PASSAGE PROVIDED:
╔══

Re: 301/302

Roy T. Fielding:
>
  [Yaron:]
>>My suggestion is, as horrible as this is going to sound, that we change
>>the definition of 301/302 to redirect to GET and make 303/304 be
>>redirect, permanently or temporarily, with the same method. We can't
>>force the whole world to rewrite all their scripts and our users aren't
>>going to accept "Well gee, you know, the script is doing the wrong
>>thing, it should send a 303 not a 301/302."
>
>No.  These issues were recognized and discussed in detail last year
>and the year before that.  They are not subject to change in the current
>draft revision.

Well, they *could* become subject to change based on implementation
experience.  

Put it simply, if Yaron can find a some sites which depend on
redirects after POST requests and break horribly when the POST stays a
POST, then I would be very inclined to support:

 a) declaring 301/302 obsolete, historic, and unsafe, 
 b) allowing browsers to change the 301/302 method into a GET
    if they think they can be more compatible with obsolete software
    by doing so, and 
 c) assigning the semantics originally intended for 301/302 to
    fresh codes.

>The current status hasn't changed in the past two years, so by any
>reasonable definition those scripts (and the browser) have been broken
>for a long, long time.

CGI script maintenance is a pain, even if these scripts are provably
broken in some sense.  I see no reason why 1.1 should inflict CGI
maintenance costs which could be avoided by some spec maintenance.

╚══

PROVIDED RECORDS:
╔══

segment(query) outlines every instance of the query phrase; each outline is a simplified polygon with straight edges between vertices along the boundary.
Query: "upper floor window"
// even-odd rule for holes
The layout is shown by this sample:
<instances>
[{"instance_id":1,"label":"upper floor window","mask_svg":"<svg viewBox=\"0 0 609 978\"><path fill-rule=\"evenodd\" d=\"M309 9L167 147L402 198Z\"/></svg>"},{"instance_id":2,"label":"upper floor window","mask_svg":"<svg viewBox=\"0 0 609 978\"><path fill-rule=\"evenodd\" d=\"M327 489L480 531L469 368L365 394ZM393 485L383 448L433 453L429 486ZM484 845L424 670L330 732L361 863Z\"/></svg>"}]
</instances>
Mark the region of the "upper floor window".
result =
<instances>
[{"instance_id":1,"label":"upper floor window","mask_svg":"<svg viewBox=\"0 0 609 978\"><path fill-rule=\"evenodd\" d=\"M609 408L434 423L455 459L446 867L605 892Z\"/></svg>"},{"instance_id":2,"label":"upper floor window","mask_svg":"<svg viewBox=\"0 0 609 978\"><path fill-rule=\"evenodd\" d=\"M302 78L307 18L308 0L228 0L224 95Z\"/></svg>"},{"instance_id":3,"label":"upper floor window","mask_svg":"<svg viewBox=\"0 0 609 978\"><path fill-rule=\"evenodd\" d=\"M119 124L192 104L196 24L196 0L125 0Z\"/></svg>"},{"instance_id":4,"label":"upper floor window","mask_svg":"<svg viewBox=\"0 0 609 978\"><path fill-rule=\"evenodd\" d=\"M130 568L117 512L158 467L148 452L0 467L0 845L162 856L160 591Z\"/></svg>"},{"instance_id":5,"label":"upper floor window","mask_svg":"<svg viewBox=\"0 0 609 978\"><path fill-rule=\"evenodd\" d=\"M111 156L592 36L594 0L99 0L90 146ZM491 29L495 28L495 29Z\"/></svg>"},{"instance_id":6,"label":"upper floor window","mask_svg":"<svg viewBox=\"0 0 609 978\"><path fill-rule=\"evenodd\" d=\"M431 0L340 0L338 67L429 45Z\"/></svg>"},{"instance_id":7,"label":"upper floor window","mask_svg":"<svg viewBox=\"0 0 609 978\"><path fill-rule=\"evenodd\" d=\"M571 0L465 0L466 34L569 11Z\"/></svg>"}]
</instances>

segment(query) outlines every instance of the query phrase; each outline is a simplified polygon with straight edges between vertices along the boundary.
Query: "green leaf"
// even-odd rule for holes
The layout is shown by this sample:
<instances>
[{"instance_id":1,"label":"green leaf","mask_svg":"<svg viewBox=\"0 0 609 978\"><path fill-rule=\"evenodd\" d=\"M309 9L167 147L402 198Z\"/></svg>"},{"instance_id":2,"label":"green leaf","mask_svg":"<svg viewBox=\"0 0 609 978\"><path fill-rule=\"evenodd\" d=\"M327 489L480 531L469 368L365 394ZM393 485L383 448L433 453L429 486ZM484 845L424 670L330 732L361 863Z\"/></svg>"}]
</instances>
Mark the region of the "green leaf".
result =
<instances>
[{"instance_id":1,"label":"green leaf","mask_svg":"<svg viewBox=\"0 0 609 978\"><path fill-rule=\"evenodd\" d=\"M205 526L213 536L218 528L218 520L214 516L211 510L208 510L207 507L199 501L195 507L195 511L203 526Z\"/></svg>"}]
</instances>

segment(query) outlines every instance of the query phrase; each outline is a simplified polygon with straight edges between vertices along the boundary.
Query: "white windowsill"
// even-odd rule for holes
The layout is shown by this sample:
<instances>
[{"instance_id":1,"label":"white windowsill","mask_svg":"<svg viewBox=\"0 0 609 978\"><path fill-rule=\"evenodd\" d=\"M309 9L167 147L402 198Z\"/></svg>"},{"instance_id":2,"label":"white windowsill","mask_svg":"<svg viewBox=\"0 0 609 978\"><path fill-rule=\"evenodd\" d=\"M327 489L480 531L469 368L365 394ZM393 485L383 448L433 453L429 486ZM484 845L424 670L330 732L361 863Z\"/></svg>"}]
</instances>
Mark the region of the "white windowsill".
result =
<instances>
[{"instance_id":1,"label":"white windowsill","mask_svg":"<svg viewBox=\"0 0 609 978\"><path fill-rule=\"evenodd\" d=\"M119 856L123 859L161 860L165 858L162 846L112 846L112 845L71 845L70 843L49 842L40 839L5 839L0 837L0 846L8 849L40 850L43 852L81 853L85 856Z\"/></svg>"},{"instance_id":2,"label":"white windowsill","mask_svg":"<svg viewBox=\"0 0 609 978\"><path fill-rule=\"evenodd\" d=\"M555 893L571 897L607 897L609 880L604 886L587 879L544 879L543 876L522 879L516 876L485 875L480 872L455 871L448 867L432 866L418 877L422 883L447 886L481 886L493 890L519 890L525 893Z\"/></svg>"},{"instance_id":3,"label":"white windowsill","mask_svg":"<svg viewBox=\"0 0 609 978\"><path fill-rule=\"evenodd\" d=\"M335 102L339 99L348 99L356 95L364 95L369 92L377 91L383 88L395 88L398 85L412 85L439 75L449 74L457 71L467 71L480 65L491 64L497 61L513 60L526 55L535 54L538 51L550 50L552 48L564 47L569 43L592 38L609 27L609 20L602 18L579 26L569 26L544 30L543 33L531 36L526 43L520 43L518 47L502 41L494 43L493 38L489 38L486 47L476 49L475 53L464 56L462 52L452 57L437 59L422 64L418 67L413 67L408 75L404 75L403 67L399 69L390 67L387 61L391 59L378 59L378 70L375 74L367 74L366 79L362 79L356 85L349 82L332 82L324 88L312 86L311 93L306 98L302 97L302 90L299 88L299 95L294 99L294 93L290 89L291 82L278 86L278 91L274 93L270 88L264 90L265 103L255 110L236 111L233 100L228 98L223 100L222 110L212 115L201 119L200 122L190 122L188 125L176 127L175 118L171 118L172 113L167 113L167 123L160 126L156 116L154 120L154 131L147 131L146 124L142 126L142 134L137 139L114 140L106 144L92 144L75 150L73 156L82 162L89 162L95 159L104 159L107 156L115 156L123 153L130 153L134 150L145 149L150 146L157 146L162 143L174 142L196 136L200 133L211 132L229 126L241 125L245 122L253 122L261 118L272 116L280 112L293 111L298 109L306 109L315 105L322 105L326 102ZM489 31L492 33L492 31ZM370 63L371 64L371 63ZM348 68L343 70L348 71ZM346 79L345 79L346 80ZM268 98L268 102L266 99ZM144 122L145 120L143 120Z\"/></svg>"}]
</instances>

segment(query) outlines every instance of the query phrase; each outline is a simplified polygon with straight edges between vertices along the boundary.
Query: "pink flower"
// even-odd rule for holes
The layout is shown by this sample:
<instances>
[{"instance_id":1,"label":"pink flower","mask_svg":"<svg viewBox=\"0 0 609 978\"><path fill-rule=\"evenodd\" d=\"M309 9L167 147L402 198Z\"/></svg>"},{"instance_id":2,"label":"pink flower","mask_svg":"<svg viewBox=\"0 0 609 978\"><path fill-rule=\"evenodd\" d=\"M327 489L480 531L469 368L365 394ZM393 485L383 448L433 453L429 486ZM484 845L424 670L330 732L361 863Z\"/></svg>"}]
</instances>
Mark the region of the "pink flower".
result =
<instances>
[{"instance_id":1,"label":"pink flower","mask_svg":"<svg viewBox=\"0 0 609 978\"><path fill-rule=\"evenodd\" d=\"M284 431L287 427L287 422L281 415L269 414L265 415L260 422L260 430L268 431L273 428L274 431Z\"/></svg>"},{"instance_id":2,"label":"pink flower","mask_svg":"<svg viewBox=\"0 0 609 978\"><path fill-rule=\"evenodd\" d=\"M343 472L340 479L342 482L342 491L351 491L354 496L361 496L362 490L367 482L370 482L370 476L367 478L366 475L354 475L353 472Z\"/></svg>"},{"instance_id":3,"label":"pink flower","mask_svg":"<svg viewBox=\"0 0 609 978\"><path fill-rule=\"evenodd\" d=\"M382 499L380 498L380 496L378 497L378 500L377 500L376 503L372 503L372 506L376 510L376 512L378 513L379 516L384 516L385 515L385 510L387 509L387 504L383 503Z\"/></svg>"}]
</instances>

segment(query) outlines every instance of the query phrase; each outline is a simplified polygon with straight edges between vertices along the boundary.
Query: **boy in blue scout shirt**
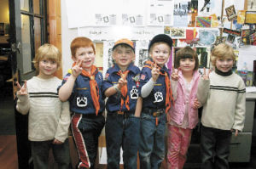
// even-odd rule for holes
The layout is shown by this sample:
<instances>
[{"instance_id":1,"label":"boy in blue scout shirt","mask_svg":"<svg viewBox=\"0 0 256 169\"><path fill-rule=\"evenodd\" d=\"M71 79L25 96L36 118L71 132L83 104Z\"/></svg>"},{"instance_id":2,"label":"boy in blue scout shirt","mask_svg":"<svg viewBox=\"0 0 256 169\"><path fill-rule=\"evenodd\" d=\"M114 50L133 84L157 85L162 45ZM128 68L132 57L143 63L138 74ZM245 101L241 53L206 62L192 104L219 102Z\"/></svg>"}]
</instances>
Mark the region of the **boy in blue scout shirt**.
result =
<instances>
[{"instance_id":1,"label":"boy in blue scout shirt","mask_svg":"<svg viewBox=\"0 0 256 169\"><path fill-rule=\"evenodd\" d=\"M165 158L166 113L171 108L172 93L166 63L172 47L172 38L155 36L149 43L150 59L141 71L141 115L139 157L143 169L160 168Z\"/></svg>"},{"instance_id":2,"label":"boy in blue scout shirt","mask_svg":"<svg viewBox=\"0 0 256 169\"><path fill-rule=\"evenodd\" d=\"M71 127L79 156L78 168L95 168L98 137L105 124L103 77L93 65L96 50L90 39L77 37L70 48L74 63L64 76L59 98L69 100L73 113Z\"/></svg>"},{"instance_id":3,"label":"boy in blue scout shirt","mask_svg":"<svg viewBox=\"0 0 256 169\"><path fill-rule=\"evenodd\" d=\"M119 168L120 148L124 168L137 168L139 144L140 111L138 99L140 70L133 65L133 42L117 41L113 48L115 64L107 70L103 91L108 99L106 121L108 168ZM137 102L138 101L138 104Z\"/></svg>"}]
</instances>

╚══

WHAT YOU SHOULD DO:
Print the whole message on 301/302 redirects once more, with every line unchanged.

OUTPUT FOR THIS EXERCISE:
Re: 301/302

Roy T. Fielding:
>
  [Yaron:]
>>My suggestion is, as horrible as this is going to sound, that we change
>>the definition of 301/302 to redirect to GET and make 303/304 be
>>redirect, permanently or temporarily, with the same method. We can't
>>force the whole world to rewrite all their scripts and our users aren't
>>going to accept "Well gee, you know, the script is doing the wrong
>>thing, it should send a 303 not a 301/302."
>
>No.  These issues were recognized and discussed in detail last year
>and the year before that.  They are not subject to change in the current
>draft revision.

Well, they *could* become subject to change based on implementation
experience.  

Put it simply, if Yaron can find a some sites which depend on
redirects after POST requests and break horribly when the POST stays a
POST, then I would be very inclined to support:

 a) declaring 301/302 obsolete, historic, and unsafe, 
 b) allowing browsers to change the 301/302 method into a GET
    if they think they can be more compatible with obsolete software
    by doing so, and 
 c) assigning the semantics originally intended for 301/302 to
    fresh codes.

>The current status hasn't changed in the past two years, so by any
>reasonable definition those scripts (and the browser) have been broken
>for a long, long time.

CGI script maintenance is a pain, even if these scripts are provably
broken in some sense.  I see no reason why 1.1 should inflict CGI
maintenance costs which could be avoided by some spec maintenance.